[Start RECORDED INFORMATION]

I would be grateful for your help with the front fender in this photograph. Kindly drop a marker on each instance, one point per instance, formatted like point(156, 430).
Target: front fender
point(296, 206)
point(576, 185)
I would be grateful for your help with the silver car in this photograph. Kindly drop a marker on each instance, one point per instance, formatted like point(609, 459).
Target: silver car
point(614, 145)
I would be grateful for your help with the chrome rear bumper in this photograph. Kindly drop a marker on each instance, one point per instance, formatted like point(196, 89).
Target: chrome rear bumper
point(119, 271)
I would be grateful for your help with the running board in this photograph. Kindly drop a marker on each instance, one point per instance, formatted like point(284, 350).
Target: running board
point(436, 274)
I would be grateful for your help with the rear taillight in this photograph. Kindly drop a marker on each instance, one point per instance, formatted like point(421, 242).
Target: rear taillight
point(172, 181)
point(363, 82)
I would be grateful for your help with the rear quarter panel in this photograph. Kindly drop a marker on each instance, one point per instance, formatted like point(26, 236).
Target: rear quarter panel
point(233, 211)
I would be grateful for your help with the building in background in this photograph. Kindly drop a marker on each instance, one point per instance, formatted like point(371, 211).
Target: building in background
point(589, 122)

[End RECORDED INFORMATION]

TO DO ->
Switch every "Kindly" in the items above to "Please" and write all the items out again, changing nothing else.

EXERCISE SOLUTION ->
I would be grateful for your help with the front fender in this photograph. Please drop a marker on each instance, one point per instance, formatted like point(156, 430).
Target: front fender
point(296, 206)
point(576, 185)
I would be grateful for your help with the silver car in this photograph. Please drop a marker on each instance, one point per instance, formatted like point(609, 459).
Target: silver car
point(614, 145)
I would be grateful for your help with the chrome rear bumper in this photograph. Please drop a marker on each instance, one point per instance, formatted like point(196, 89).
Target: chrome rear bumper
point(119, 271)
I would be grateful for your help with the running board in this photograph. Please drop a marker on each instance, one point per instance, formatted like point(284, 350).
Target: running board
point(436, 274)
I would be grateful for your help with the rear taillight in this photograph. Please drop a marker on each instance, one point per instance, formatted like point(421, 242).
Target: rear taillight
point(172, 181)
point(363, 82)
I would be grateful for your help with the rear quarter panel in this photograph. Please drop a marker on each instance, one point per instance, formatted like point(26, 236).
Target: rear quarter panel
point(233, 211)
I would be grateful for your help with the building in background in this photograph. Please drop a marker on each instance, one point per instance, formatted like point(371, 211).
Target: building in background
point(589, 122)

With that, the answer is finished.